───── Materials provided ─────

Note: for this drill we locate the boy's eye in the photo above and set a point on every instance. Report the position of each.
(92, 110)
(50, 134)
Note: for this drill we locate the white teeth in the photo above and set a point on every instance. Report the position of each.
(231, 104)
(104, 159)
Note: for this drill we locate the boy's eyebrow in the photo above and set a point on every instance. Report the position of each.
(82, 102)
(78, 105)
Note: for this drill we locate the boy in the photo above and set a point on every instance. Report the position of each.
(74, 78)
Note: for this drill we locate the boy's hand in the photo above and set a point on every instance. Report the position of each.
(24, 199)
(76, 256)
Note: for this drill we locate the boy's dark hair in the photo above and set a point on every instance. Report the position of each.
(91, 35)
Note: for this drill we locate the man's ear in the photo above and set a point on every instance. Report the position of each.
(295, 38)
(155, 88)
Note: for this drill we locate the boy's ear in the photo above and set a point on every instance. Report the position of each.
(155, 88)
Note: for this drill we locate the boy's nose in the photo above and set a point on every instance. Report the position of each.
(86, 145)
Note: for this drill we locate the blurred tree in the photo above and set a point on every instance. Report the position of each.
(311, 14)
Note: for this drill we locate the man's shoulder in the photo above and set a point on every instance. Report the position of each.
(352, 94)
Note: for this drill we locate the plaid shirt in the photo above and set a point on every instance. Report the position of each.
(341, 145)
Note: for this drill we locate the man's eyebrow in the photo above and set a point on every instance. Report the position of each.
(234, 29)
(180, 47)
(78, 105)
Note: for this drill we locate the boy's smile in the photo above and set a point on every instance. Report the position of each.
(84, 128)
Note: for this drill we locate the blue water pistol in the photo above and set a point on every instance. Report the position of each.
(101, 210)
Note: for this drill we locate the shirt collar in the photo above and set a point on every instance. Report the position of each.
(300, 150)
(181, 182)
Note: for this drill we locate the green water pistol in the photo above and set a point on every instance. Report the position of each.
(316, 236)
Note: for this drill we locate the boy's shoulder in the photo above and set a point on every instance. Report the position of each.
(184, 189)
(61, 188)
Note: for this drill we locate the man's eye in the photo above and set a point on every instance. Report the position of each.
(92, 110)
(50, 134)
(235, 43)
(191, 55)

─────

Give the stretch of lines from the one containing "Note: for this drill we locate the boy's nose" through the final line as a numbered list, omitting any blank lines.

→ **Output of the exercise**
1. Note: for this drill we locate the boy's nose in the photo above and set a point on every instance. Report the position of each.
2. (86, 145)
3. Note: for this drill we locate the blurred tree in the photo above and set a point on every instance. Report the position of each.
4. (311, 14)
5. Note: for this drill we locate the man's shoulder in the photo above and set a point on every instance. Report the position of each.
6. (352, 94)
7. Note: for this drill we locate the plaid shirt in the photo above and set a point on every instance. Report the position of each.
8. (341, 145)
9. Note: for this drill we locate the man's eyebrow in the photo above and set a point on every instance. Report the position of each.
10. (234, 29)
11. (180, 47)
12. (78, 105)
13. Note: for this drill we locate the boy's smile in the photo above and set a point on every instance. Report the position of each.
14. (84, 128)
15. Note: for this drill we locate the blue water pistol in the photo above and set a point on every instance. Report the position of each.
16. (101, 210)
17. Note: for this drill we locate the shirt collar in the photo above and set a point on every instance. Report the position of each.
18. (300, 150)
19. (181, 182)
20. Note: for this drill we locate the green water pistol in the photo above and set a point on every instance. Report the position of each.
21. (316, 236)
22. Note: for this drill we locate the boy's shoulder in the photo above and set a point on every instance. Report the position of each.
23. (184, 189)
24. (61, 188)
25. Note: for this drill we locate the man's eye in the photo above and set a point on every instance. Report the position of each.
26. (92, 110)
27. (50, 134)
28. (235, 43)
29. (191, 55)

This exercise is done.